▸ DOCUMENT EXTRACT
Dear Green Place is a Scottish comedy programme set in a park in central Glasgow. It first aired on 19 October 2007 on BBC One Scotland. The second series finished airing on 5 December 2008.

The show was created by comedy actor Paul Riley, and features Ford Kiernan, both of whom featured in the sketch show Chewin' the Fat, and its successful sitcom spin-off Still Game.

It was announced in April 2009 that BBC Scotland would not be commissioning a third series due to poor viewing figures and also having commissioned a new series of Rab C. Nesbitt and Ford Kiernan's new sitcom Happy Hollidays.

Cast
 Archie Henderson – played by Ford Kiernan
 Riordan – played by Paul Riley
 Peter McAllister – played by Paul Blair
 Woody – played by Johnny Austin
 Wallace – played by Martin Docherty
 Michelle – played by Jenny Ryan
 Tina – played by Carmen Pieraccini
 Toner – played by Michael MacKenzie
 Gavin – played by Gavin Jon Wright

Episodes

Series 1
 "Rocksalt": Some of the dopier lads get a crash course in rock salt, while boss Henderson takes a horse for an eventful walk.
 'Sorry': McAllister accidentally reveals his secret relationship with Michelle and must find a way of making it up to her. Meanwhile, Henderson suffers an allergic reaction.
 "Pish": Woody and Wallace are set to fail a mandatory drugs test until Wallace's granny provides the solution. McAllister invents a bogus girlfriend to make Michelle jealous.
 "There's Been A Murder: Henderson and Toner are on the trail of a swan murderer. Riordan queues against his will for concert tickets.
 "Gimme Shelter": Riordan and Michelle find some air raid shelters in the park while Woody and Wallace are on night shift at the museum.
 "Bandstand": An eco-warrior chains himself to a bandstand threatened with demolition.

▸ Position identification records
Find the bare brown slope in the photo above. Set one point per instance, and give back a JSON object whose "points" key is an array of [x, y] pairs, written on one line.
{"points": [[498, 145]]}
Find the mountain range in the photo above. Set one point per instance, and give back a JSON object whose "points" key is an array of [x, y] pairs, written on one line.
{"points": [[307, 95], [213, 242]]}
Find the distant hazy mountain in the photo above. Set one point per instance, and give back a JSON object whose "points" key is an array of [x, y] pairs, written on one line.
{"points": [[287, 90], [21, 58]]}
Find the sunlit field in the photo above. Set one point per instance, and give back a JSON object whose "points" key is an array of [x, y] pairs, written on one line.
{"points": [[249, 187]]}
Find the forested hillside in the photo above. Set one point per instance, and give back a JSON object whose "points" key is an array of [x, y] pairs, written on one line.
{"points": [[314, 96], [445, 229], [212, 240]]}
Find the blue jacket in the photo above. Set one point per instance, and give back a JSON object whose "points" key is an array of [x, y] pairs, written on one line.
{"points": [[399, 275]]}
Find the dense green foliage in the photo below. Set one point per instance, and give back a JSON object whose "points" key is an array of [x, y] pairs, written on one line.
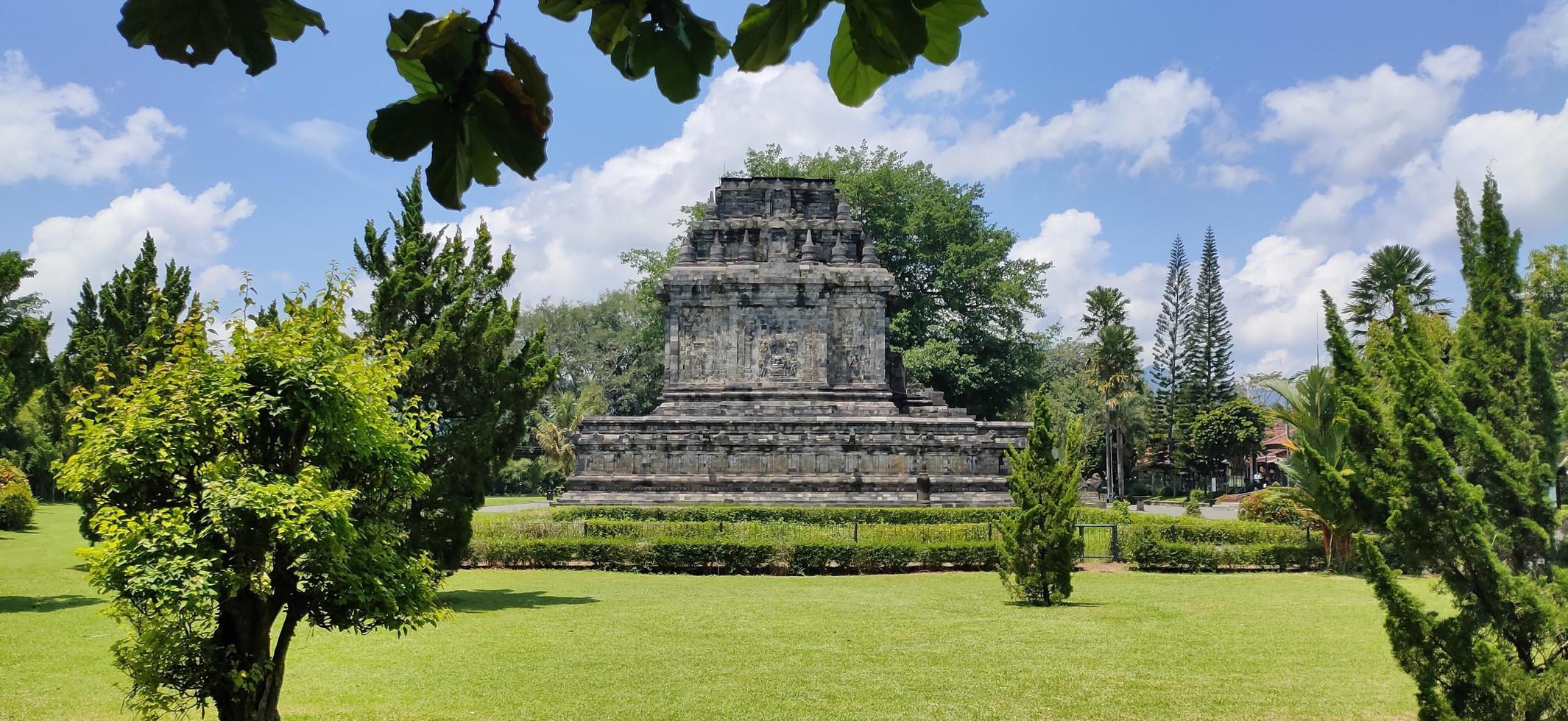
{"points": [[1209, 342], [1393, 269], [960, 316], [1285, 505], [239, 493], [1229, 431], [441, 298], [543, 644], [824, 516], [1114, 361], [615, 344], [116, 334], [477, 118], [16, 499], [1039, 546], [1172, 363], [1463, 463], [24, 361]]}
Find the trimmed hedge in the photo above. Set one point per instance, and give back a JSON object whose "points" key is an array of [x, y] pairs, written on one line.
{"points": [[792, 514], [830, 516], [728, 555], [1192, 544]]}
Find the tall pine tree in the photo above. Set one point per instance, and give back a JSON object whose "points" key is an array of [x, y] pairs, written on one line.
{"points": [[444, 302], [1209, 342], [1172, 363], [1463, 464]]}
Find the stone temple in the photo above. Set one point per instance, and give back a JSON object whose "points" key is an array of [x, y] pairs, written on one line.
{"points": [[780, 386]]}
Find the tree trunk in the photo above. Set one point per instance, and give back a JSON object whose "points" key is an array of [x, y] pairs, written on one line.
{"points": [[245, 624]]}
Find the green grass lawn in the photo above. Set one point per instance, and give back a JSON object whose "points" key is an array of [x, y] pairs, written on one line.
{"points": [[606, 644], [509, 500]]}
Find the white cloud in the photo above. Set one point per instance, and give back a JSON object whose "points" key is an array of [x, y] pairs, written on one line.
{"points": [[191, 230], [217, 281], [1541, 40], [1232, 176], [1350, 129], [1070, 242], [1276, 291], [568, 231], [1327, 209], [1526, 151], [35, 145], [954, 80], [1137, 119]]}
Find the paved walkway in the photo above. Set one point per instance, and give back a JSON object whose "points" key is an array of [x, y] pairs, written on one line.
{"points": [[515, 507]]}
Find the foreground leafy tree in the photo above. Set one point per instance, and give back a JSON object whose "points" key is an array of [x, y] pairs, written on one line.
{"points": [[1232, 431], [24, 358], [477, 118], [442, 299], [1393, 269], [1039, 547], [1465, 480], [245, 493], [960, 316]]}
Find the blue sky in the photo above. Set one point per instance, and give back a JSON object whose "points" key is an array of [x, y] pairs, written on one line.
{"points": [[1307, 134]]}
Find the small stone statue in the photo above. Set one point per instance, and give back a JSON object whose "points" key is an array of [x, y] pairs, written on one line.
{"points": [[808, 253]]}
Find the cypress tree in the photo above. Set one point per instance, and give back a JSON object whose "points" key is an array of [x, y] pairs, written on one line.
{"points": [[1172, 333], [1039, 547], [1463, 464], [1209, 350], [442, 302]]}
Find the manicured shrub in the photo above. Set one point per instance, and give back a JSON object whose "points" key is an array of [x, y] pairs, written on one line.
{"points": [[1279, 505], [816, 516], [16, 499], [1221, 544]]}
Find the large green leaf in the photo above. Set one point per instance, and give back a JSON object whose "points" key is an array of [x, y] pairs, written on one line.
{"points": [[888, 35], [512, 141], [481, 159], [437, 35], [613, 22], [565, 10], [853, 82], [195, 33], [403, 129], [769, 32], [943, 19], [451, 168]]}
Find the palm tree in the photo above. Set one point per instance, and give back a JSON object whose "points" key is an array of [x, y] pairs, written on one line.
{"points": [[1319, 461], [1390, 269], [1103, 308], [1115, 356], [563, 414]]}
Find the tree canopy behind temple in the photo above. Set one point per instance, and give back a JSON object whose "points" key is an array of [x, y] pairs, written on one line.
{"points": [[444, 302], [961, 302]]}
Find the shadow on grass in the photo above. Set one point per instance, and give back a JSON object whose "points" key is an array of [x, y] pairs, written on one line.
{"points": [[1023, 604], [44, 604], [499, 599]]}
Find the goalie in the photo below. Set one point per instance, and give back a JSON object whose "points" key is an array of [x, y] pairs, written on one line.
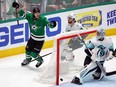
{"points": [[73, 43], [97, 49]]}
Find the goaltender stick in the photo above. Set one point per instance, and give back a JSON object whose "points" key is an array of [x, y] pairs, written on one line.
{"points": [[74, 43], [98, 49]]}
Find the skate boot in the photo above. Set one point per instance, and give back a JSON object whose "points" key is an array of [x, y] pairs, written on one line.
{"points": [[26, 62], [40, 61], [76, 80], [98, 76]]}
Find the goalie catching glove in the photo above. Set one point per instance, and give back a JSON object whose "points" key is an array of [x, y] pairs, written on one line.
{"points": [[15, 5]]}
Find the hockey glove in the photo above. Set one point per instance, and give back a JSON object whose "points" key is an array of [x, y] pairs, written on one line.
{"points": [[52, 24], [88, 52], [15, 5]]}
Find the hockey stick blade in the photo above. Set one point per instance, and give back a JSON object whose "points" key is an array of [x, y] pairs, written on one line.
{"points": [[110, 73], [98, 64], [41, 56]]}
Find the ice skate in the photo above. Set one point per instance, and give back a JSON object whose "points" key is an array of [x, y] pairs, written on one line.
{"points": [[39, 63], [76, 80], [25, 62]]}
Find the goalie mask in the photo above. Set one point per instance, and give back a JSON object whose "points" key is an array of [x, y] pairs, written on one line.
{"points": [[100, 34]]}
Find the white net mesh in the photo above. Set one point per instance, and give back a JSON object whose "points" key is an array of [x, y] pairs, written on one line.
{"points": [[67, 58]]}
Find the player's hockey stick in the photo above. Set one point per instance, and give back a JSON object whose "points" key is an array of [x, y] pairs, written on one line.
{"points": [[100, 66], [41, 56], [16, 14]]}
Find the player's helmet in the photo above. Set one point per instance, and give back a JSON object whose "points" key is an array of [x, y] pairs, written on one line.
{"points": [[36, 9], [72, 15], [100, 34]]}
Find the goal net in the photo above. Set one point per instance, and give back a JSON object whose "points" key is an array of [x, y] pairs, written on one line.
{"points": [[67, 57]]}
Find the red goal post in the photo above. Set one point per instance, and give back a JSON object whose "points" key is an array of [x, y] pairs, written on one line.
{"points": [[58, 50], [58, 68]]}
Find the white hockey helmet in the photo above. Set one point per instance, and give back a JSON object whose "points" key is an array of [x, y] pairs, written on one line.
{"points": [[72, 15], [100, 33]]}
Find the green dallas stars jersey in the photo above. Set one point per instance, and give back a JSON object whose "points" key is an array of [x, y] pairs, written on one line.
{"points": [[36, 26]]}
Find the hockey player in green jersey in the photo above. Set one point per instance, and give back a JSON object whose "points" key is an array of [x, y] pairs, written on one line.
{"points": [[37, 23]]}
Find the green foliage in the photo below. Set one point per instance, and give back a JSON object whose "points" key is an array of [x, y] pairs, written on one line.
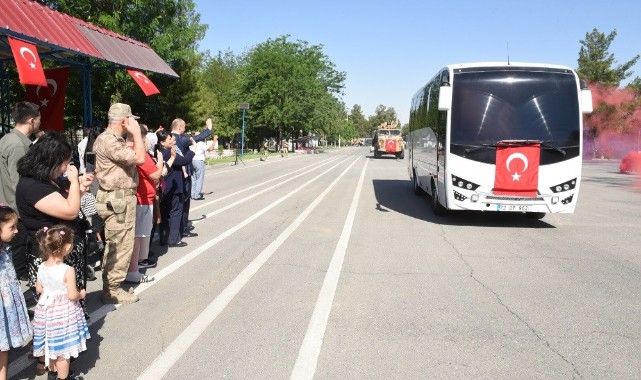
{"points": [[360, 123], [381, 115], [290, 87], [219, 93], [596, 63]]}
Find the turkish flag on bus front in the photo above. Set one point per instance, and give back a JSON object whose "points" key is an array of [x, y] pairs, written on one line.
{"points": [[390, 146], [517, 169]]}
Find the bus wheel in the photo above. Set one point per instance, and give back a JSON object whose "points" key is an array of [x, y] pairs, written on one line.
{"points": [[535, 215], [437, 208]]}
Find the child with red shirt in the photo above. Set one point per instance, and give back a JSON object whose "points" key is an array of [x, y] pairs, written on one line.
{"points": [[148, 175]]}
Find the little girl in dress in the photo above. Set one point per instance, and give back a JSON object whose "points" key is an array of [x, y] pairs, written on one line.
{"points": [[15, 328], [60, 329]]}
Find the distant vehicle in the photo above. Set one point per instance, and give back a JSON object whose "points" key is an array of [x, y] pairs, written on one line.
{"points": [[368, 142], [499, 137], [387, 139]]}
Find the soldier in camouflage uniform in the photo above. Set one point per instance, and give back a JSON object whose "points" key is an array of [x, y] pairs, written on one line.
{"points": [[116, 200]]}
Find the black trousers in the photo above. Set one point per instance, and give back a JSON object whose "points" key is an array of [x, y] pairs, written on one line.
{"points": [[171, 208], [184, 222], [19, 251]]}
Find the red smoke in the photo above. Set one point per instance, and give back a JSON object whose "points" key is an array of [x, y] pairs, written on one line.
{"points": [[615, 125]]}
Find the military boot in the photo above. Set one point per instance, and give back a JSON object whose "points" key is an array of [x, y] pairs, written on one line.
{"points": [[115, 296]]}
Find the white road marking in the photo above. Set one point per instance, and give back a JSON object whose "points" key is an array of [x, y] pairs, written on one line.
{"points": [[258, 163], [220, 199], [305, 366], [163, 363]]}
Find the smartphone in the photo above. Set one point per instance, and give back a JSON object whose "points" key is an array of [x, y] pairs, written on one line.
{"points": [[90, 162]]}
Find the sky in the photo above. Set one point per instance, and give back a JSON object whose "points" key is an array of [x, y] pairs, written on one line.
{"points": [[389, 49]]}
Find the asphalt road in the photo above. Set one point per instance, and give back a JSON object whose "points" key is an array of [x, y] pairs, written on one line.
{"points": [[327, 266]]}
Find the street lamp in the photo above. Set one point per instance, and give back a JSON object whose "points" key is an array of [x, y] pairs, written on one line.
{"points": [[244, 107]]}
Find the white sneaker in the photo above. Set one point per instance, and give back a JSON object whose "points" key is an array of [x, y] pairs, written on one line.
{"points": [[138, 277]]}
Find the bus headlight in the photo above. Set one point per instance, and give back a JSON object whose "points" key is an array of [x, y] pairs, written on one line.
{"points": [[565, 186], [463, 184]]}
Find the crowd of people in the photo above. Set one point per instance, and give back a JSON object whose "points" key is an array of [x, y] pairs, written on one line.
{"points": [[139, 182]]}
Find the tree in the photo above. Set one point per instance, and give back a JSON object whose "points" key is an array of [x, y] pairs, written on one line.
{"points": [[381, 115], [596, 63], [219, 93], [360, 123], [614, 108], [287, 83]]}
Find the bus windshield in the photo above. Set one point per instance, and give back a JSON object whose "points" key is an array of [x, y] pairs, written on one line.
{"points": [[490, 106], [389, 132]]}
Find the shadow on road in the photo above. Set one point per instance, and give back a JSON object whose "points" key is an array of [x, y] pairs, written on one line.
{"points": [[398, 195]]}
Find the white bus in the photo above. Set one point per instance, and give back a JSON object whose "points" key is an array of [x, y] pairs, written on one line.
{"points": [[499, 137]]}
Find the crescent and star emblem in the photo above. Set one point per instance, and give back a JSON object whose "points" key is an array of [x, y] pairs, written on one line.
{"points": [[24, 50], [50, 82], [516, 156], [142, 76]]}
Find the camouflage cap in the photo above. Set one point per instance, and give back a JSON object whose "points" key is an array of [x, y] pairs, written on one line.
{"points": [[121, 110]]}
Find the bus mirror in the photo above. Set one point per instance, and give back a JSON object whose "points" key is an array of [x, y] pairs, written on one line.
{"points": [[586, 101], [445, 98]]}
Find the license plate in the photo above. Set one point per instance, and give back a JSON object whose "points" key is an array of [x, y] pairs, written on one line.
{"points": [[512, 208]]}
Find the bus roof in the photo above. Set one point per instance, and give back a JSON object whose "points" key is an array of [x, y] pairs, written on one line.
{"points": [[505, 64]]}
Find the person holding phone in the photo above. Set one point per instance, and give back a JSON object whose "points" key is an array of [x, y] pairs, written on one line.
{"points": [[90, 162]]}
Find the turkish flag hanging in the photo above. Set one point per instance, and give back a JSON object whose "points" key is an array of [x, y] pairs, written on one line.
{"points": [[28, 62], [145, 84], [51, 99], [517, 169], [390, 146]]}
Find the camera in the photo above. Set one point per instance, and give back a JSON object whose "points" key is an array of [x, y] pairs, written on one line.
{"points": [[90, 162]]}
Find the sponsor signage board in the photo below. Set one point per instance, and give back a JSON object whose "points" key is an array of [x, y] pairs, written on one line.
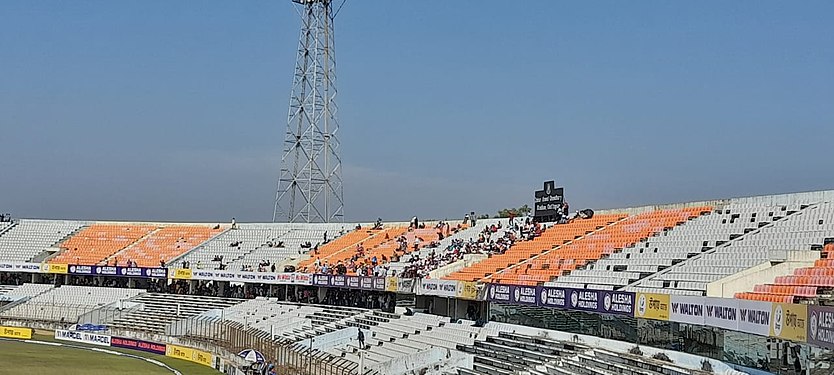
{"points": [[145, 346], [20, 267], [440, 288], [789, 321], [82, 337], [721, 313], [687, 309], [16, 332], [143, 272], [821, 326], [189, 354], [652, 306], [754, 317]]}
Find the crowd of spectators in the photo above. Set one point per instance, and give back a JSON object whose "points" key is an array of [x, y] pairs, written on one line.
{"points": [[491, 240]]}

▸ STATED GOAL 1
Summarize the article on Dear Green Place in two sentences.
▸ STATED GOAL 2
According to the article on Dear Green Place, which actor plays Woody?
▸ STATED GOAL 3
Pick up the article on Dear Green Place after its last line and keep writing.

▸ TASK ANSWER 1
Dear Green Place is a Scottish comedy show set in a park in central Glasgow, created by Paul Riley and featuring Ford Kiernan, that first aired on BBC One Scotland on 19 October 2007. Its second series finished airing on 5 December 2008, and in April 2009 it was announced that BBC Scotland would not commission a third series, partly because of poor viewing figures.

▸ TASK ANSWER 2
Johnny Austin plays Woody.

▸ TASK ANSWER 3
Series 2
 "Beetlemania": A beetle infestation threatens the park, while pheromones mean that love is in the air.
 "Uppers and Downers": Woody and Wallace uncover a time capsule, and an insomniac Nazi tries to get some sleep.
 "Goats": Woody and Wallace have to look after cashmere goats and they attempt to sell the cashmere whilst Archie's wife Alice is locked out of the house and needs his help.
 "Waiting for Smeato": As Tina's cafe approaches its grand re-opening, everyone is wondering who the mystery guest is.
 Industrial Daftness": The parkies imitate deafness in order to get a payout from the doctors and Archie has a conflict with the bowling club over a 20 mph zone sign which causes one of the members to get run over.
 "Puppy Love": Tina installs a new tanning booth in the cafe and Peter & Michelle are on the hunt for a new pet dog.

Reception
The series was received negatively. A review in The Scotsman criticised the show's humour for being unoriginal.

DVD release
 Series 1 DVD was released in December 2007.
 Series 2 DVD was released in December 2008.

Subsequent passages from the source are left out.